** Tujuan **
Kumpulkan semua baris dalam item di bawah ini yang memuat kata "green", lalu salin setiap baris itu tanpa perubahan.

** Baris data **
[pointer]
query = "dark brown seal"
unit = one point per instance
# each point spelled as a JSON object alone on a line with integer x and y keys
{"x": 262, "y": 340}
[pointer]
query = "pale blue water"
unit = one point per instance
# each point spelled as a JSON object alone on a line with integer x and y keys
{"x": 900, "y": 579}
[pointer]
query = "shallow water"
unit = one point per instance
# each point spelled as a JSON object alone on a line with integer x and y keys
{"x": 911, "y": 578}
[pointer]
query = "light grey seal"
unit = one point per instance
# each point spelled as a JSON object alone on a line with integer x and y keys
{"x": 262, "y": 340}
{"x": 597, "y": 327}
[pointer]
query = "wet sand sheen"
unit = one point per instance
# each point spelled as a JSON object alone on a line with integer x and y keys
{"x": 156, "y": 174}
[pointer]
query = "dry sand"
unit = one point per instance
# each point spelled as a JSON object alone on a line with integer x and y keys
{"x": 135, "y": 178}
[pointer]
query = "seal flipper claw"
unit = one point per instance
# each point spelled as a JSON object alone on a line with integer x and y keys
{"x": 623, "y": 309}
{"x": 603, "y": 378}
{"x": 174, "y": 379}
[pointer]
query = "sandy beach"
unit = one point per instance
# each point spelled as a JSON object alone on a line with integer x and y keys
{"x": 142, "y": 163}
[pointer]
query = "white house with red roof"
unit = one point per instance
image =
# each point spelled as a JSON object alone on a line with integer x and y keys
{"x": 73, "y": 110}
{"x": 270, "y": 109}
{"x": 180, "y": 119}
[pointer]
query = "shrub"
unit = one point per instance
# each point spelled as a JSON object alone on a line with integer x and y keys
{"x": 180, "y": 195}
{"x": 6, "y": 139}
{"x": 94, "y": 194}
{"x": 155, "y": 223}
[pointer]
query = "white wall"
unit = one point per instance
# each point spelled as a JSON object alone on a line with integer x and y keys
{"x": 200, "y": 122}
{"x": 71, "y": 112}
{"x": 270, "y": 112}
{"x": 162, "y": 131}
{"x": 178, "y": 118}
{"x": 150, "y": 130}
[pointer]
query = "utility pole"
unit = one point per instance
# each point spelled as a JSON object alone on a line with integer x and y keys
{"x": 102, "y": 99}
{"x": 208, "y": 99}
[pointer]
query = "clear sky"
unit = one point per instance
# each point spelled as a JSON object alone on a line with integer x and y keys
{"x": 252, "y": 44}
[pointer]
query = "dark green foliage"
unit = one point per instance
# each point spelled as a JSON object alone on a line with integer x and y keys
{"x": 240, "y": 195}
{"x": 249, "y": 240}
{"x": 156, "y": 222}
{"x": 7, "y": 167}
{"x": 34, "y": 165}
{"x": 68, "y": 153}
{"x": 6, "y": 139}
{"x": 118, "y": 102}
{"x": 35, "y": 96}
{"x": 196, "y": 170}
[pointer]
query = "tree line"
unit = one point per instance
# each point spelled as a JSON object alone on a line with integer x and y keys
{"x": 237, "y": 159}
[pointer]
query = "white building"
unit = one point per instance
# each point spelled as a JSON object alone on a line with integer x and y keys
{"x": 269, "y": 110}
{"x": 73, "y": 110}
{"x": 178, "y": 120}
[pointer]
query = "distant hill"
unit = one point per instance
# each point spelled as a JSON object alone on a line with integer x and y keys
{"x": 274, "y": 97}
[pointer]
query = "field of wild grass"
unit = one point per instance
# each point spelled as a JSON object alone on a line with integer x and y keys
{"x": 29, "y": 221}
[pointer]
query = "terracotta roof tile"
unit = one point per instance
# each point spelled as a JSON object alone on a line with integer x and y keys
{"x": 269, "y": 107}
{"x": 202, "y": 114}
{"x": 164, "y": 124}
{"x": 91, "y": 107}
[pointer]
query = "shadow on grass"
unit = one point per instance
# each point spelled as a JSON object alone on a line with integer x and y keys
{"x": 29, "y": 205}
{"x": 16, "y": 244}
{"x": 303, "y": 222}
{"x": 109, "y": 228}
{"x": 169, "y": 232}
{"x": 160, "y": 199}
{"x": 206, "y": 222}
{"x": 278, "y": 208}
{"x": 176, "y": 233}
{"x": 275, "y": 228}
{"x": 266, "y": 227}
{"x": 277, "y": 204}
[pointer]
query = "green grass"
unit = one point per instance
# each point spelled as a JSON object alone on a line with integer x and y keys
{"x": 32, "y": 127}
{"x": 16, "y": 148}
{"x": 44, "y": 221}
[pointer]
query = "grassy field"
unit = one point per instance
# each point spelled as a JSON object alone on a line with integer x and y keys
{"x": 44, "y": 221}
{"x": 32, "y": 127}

** Jawaban akhir **
query = "dark green foliage"
query = "green grass"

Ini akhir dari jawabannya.